**Task brief**
Which lines below contain "water"? Pull them out.

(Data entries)

****************

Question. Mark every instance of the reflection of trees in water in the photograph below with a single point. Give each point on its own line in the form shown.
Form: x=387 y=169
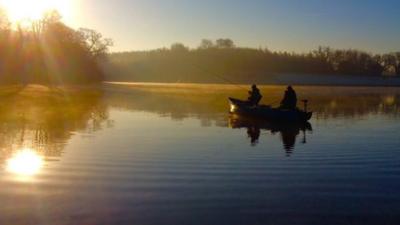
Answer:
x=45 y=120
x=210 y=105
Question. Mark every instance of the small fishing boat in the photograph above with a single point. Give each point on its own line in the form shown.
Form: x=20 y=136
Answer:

****************

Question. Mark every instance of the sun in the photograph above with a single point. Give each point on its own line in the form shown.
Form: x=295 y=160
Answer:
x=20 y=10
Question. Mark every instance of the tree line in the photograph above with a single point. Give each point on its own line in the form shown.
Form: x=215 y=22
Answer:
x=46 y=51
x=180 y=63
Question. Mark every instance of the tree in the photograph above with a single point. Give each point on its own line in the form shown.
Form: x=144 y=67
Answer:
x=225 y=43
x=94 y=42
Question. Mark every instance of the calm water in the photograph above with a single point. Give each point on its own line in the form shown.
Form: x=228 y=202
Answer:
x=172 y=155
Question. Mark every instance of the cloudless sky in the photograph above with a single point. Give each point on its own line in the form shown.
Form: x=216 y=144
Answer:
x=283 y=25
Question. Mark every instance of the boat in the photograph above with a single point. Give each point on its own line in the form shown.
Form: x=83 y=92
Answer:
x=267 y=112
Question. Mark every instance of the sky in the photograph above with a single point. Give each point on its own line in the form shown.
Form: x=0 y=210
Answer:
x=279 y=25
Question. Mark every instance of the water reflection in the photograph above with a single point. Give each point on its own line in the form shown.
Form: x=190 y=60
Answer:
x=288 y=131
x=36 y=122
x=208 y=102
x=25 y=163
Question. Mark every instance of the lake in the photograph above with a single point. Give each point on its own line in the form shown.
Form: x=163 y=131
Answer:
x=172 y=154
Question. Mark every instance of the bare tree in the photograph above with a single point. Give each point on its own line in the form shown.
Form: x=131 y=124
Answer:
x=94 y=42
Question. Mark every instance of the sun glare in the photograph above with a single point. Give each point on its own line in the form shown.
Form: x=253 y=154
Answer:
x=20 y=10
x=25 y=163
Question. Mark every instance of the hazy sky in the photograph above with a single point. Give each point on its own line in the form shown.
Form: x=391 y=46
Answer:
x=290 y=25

****************

**Answer space**
Question. Mark every instance of the reflection of trees in water in the photograph below with a single point. Give each point on its own line in the form shown.
Question. Mark every instance of the calm water in the photograph above with a single point. Give each point on its own line in the form shown.
Question. Mark every instance of the water reflection in the photograph above with a single point. Give each point on its own line in the form shown.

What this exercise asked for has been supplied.